▶ **Given instruction a**
Can you duplicate, word for word, the part of the Quirinale review that opens with the words containing "The next course is better" and closes with "to drench two..."?

▶ **Extract provided**

╭──

One of the restaurants that doesn't deserve to suffer is Quirinale, an upmarket Italian on Great Peter Street. Consistently voted by Harden's and Zagat as one of the top three Italians in London, Quirinale is smart without being grand, the sort of place where you can pop in at lunch time for a plate of pasta and a glass of prosecco, or celebrate your birthday in the evening with a five-course tasting menu accompanied by a flight of wines.
Quirinale was opened in 2002 by Nadine Gourgey. A lawyer with a lifelong love of food, Gourgey decided that the House of Commons could do with a decent Italian less than two minutes' walk away and recruited Stefano Savio as head chef. "Stefano is from Brescia in northern Italy, but the menu isn't regionally specific," she says. "He uses ingredients from Sardinia and Sicily, as well as his hometown. I would describe it as modern Italian."
I first discovered Quirinale in 2006 when it was rumoured to be the unofficial Westminster headquarters of the Cameroons, but I had only ever been for lunch until last week. I decided that to truly put the kitchen through its paces I'd need to sample the full tasting menu over the course of an evening. To make things tougher, I asked if the restaurant could match my menu, dish for dish, with a vegetarian equivalent for my wife. Even though that's not one of its standard options, they said they'd see what they could do.
Quirinale is located in a basement in what used to be a fairly sleazy gentlemen's club, but the designer David Collins has created a light, airy space. There is a large skylight at the front, running the length of the restaurant, so you never get the feeling you're underground. The walls are pale green and the floor a stained white oak, creating a summery feel, even in winter.
I start with a timbale of crab with broccoli and crushed olives, while Caroline has a rocket salad. Both are nice and light – a good opener to a five-course meal. The next course is meat-free, so we both have the same thing: casoncelli stuffed with fontina cheese and liberally sprinkled with shavings of black summer truffle. This isn't my favourite dish, not least because it clearly derives its flavour from truffle oil rather than the real McCoy – and the combination of thick pasta, even thicker cheese and truffle oil is a bit overwhelming.
The next course is better – a fillet of Scottish beef on a bed of wild mushrooms, but my poor wife is given what looks like a suet pudding with an egg baked in the middle, doused in truffle oil. To drench one dish in truffle oil may be regarded as a misfortune, but to drench two...
After a pretty impressive cheese course, we are presented with a citrus fruit salad accompanied by a Campari sorbet that we both like. It goes particularly well with the 2005 Capitelli it is served with – Italy's leading dessert wine.

╰──

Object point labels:

╭──

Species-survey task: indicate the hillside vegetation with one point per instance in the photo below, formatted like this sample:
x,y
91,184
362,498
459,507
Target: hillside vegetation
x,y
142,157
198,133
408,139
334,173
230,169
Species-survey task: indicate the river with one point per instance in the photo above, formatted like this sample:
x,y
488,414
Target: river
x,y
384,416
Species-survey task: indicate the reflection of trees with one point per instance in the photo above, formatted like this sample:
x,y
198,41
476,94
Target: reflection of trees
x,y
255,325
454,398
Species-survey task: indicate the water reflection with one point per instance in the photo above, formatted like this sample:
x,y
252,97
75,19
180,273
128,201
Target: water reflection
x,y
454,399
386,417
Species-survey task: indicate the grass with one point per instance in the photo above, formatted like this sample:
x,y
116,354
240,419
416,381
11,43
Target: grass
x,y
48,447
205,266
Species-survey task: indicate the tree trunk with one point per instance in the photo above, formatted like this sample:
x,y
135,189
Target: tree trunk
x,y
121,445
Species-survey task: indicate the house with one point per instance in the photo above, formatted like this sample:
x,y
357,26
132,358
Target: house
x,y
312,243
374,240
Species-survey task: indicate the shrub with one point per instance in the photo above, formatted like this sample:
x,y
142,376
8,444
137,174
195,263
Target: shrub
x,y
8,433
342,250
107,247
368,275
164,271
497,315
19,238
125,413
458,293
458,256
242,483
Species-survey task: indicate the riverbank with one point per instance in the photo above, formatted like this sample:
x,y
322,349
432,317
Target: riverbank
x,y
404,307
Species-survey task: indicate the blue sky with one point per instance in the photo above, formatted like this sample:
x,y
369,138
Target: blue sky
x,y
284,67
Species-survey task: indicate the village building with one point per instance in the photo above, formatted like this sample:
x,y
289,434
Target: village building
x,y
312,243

╰──

▶ **Given instruction b**
Could you set down all of the point-labeling entries above, reproducing each one verbatim?

▶ **Response a**
The next course is better – a fillet of Scottish beef on a bed of wild mushrooms, but my poor wife is given what looks like a suet pudding with an egg baked in the middle, doused in truffle oil. To drench one dish in truffle oil may be regarded as a misfortune, but to drench two...

▶ **Response b**
Species-survey task: indicate the hillside vegetation with one point per instance in the photo below, formatted like this sample:
x,y
91,184
362,498
459,507
Target: hillside vegetation
x,y
142,157
198,133
408,139
334,173
230,169
Species-survey task: indicate the river with one point per instance in the photo above, formatted like this sample:
x,y
488,414
Target: river
x,y
384,416
Species-survey task: indicate the reflection of trees with one point per instance in the photo above, formatted like this sample:
x,y
198,41
476,94
Target: reflection of trees
x,y
255,325
454,398
Species-survey task: indicate the water reflection with one point per instance in the photo above, formatted like this sample:
x,y
252,97
75,19
180,273
128,201
Target: water reflection
x,y
454,399
386,417
Species-survey task: indicate the grass with one point per instance in the photo above, formatted like this sample:
x,y
116,354
240,419
416,381
11,43
Target: grass
x,y
48,447
205,266
Species-survey task: indicate the tree trunk with one point per instance in the photo above, formatted like this sample:
x,y
135,189
Target: tree trunk
x,y
121,445
Species-survey task: indicate the house with one point per instance in the photo above, formatted like this sample:
x,y
357,26
132,358
Target: house
x,y
312,243
374,240
Species-survey task: indicate the shrub with one point per instance in the photo above, formatted like this sample:
x,y
142,376
8,444
137,174
195,263
Target: shrub
x,y
8,433
342,250
107,247
368,275
164,271
497,315
19,238
125,413
458,293
458,256
242,483
Species-survey task: indicate the riverbank with one point per instance in the photo above, formatted like this sample:
x,y
322,349
432,317
Target: riverbank
x,y
404,307
Species-survey task: indicate the blue sky with one point per instance in the photo above, formatted like this sample:
x,y
369,138
Target: blue sky
x,y
284,67
Species-survey task: indicate the village building with one point per instance in the photo above, formatted like this sample:
x,y
289,434
Target: village building
x,y
312,243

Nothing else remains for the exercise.